(Records from a dataset)
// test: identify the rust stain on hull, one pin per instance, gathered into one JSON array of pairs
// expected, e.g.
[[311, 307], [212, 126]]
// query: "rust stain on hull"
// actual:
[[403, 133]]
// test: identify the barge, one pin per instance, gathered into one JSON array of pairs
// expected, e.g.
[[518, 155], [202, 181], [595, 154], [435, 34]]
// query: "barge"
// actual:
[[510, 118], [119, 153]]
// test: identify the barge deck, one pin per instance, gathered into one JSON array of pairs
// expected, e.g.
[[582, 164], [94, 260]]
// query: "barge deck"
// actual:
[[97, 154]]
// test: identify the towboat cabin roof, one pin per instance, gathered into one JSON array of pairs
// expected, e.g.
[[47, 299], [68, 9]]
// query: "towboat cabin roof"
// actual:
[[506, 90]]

* **WHAT THE TASK ASKS**
Write out the entries verbatim, all of them.

* **OUTPUT OF THE TASK**
// test: identify the rust stain on hull, one pin per instance, gathered into one JSON array of pairs
// expected, e.g.
[[311, 307], [212, 126]]
// query: "rust stain on hull"
// actual:
[[403, 133]]
// test: identify the barge, one pin per instance, gathered into one JSON array of pairs
// expected, e.g.
[[518, 155], [202, 181], [595, 154], [435, 34]]
// query: "barge"
// actual:
[[510, 118], [119, 153]]
// test: identify the barge deck, one pin per instance, gathered into one JSON array of pairs
// expected, e.g.
[[582, 164], [94, 260]]
// query: "barge deck"
// actual:
[[97, 154]]
// test: identify the towboat cabin roof, one pin per instance, gathered into one JSON array of pairs
// expected, e.g.
[[47, 299], [68, 9]]
// query: "towboat cabin roof"
// actual:
[[506, 90]]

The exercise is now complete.